- _WRITTEN EXERCISE A_
Answer these questions using the text on dowsing:
(i) What kind of rod is a typical gold dowsing rod sold today?
(ii) What name is given to the hand movements that make dowsing tools move?
(iii) How much gold did Shawn Pomrenke's dredge gross for the Summer of 2011?

- _SELECTED TEXT_
--- Begin ---
We take pleasure in things that confound our senses, which is why conjuring tricks are delightful and science can seem a killjoy. The physicist Richard Feynman once said that "Science is a way of trying not to fool yourself". What he didn't say was just how much fun fooling yourself can be.

Dowsing is an ancient way to find different underground formations: various water formations, precious metals, oil or one of the many forms of earth energies.  Because of the somewhat mysterious way that dowsing works, its history has had numerous moments of rejection, ridicule and even strong accusations.

The classic dowsing rod is a simple forked stick cut from a tree branch which is held in both hands with the single and longer branch part or "pointer" facing outward. When gold is located, the pointer will drift downward until it is pointing directly at the ground, marking the spot to dig or search. Gold dowsing rods being sold these days are typically L-shaped brass rods that the user grasps lightly in both fists with the longer portions of the rods pointing outward. When gold, silver, or other treasure is detected, the 2 rods will cross over one another, with the center of the crossing point being the "X marks the spot".

Dowsers ‘believe’ they can dowse, thus making it more a matter of faith than science. While every dowser who has ever tried to prove his/her claims has failed completely, they invariably continue to believe in their abilities.

Skeptics of dowsing and many supporters of it believe dowsing tools have no special powers but simply amplify small but otherwise imperceptible movements of the hands.  The movements have long been established to be the 'ideomotor effect' (muscle movements caused by subconscious mental activity) and can make anything held in the hands move. It looks and feels as if the movements are involuntary. The same phenomenon has been shown to be behind movements of objects on a Ouija board.

There have been many investigations of the veracity of dowsing. The positive studies were mostly informal and did not meet scientific standards. These studies failed to exclude alternate explanations such as environmental clues in open terrain. A well-designed study would have blinded the dowser and the experimenter. Furthermore, any study must be carefully analyzed for statistical significance before conclusions can be drawn.

Shawn Pomrenke (from Bering Sea Gold) utilizes dowsing rods when searching for fresh ground to mine.  He and his crew commute to a spot they feel is 'hot', i.e. where the river flows into the Bering Sea.  "People may think I'm crazy for doing this, but it don't bother me one way or another, as long as I get some gold", says Shawn.  Each time Shawn feels the pull of the rods, he marks the location and returns with his dredge.  His dredge grossed over $1,300,000.00 in gold for the Summer of 2011.
--- End ---
Dataset records:
--- Begin ---
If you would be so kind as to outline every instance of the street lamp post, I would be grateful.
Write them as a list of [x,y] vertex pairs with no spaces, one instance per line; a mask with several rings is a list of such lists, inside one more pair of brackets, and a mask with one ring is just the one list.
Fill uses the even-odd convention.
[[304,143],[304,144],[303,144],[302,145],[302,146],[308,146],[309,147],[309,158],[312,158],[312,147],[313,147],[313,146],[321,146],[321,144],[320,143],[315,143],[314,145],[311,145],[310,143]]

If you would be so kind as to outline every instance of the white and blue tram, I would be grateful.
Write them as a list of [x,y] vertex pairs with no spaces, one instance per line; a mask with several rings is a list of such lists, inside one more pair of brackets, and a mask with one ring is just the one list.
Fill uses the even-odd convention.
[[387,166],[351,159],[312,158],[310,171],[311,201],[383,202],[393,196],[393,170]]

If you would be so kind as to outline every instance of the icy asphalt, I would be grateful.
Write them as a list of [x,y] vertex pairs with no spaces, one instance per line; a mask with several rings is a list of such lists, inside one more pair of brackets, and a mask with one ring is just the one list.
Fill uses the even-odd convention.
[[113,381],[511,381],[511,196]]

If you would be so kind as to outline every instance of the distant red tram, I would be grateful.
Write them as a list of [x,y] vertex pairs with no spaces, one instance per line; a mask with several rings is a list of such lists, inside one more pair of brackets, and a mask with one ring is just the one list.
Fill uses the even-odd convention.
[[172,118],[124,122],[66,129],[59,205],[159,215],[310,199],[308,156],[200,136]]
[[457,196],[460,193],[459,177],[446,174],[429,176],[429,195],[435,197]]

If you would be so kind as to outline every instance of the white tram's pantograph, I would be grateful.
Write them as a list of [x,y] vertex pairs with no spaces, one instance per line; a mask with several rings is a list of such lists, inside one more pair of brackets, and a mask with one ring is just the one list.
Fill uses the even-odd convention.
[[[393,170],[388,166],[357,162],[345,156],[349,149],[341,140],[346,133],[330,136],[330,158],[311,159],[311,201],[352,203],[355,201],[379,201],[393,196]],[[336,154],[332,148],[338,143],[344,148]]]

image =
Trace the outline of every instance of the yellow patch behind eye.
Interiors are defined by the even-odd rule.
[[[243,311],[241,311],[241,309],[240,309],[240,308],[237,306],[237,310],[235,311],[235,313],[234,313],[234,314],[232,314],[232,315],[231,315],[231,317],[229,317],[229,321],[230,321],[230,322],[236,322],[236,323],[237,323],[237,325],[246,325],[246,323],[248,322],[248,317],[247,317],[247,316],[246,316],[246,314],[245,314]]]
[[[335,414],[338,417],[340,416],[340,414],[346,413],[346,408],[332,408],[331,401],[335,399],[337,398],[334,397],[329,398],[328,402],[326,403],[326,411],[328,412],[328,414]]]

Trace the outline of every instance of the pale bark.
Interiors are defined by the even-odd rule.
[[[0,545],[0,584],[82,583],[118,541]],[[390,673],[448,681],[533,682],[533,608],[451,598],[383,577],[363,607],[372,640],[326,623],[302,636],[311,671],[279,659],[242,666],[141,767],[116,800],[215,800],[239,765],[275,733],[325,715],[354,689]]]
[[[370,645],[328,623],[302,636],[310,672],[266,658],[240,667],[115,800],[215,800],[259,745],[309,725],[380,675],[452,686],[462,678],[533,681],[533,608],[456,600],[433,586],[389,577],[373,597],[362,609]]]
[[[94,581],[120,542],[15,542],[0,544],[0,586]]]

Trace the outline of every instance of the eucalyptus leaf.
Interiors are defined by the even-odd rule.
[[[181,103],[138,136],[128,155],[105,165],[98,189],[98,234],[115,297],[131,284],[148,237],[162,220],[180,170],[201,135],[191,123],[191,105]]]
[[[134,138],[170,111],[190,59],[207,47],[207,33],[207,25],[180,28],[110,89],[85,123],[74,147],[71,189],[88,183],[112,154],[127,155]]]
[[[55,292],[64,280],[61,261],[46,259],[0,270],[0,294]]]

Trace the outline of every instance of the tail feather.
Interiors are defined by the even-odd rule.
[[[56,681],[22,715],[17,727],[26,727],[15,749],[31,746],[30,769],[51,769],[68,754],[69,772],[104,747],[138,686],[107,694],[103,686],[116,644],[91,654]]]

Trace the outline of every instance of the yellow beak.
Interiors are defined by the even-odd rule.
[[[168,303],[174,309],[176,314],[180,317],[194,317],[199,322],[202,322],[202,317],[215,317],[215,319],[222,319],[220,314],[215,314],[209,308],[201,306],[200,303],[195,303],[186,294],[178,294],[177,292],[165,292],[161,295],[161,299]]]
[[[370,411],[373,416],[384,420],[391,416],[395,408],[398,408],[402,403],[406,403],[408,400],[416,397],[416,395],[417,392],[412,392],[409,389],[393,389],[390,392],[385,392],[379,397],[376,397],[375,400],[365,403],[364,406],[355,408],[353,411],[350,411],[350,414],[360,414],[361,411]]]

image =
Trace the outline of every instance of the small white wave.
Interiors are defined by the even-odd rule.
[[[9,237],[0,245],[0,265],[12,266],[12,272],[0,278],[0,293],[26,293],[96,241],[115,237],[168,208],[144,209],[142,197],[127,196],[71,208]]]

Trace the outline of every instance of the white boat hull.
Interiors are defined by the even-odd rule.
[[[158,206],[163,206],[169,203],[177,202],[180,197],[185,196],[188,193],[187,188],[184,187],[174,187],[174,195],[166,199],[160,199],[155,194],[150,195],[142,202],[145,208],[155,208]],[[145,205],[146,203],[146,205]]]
--- End ---
- _WRITTEN EXERCISE B_
Count the lines of the listing that contain the word "yellow". Give only the number.

- _PROBLEM SOLUTION A_
(i) An L-shaped brass rod.
(ii) The ideomotor effect.
(iii) Over $1,300,000.00.

- _PROBLEM SOLUTION B_
2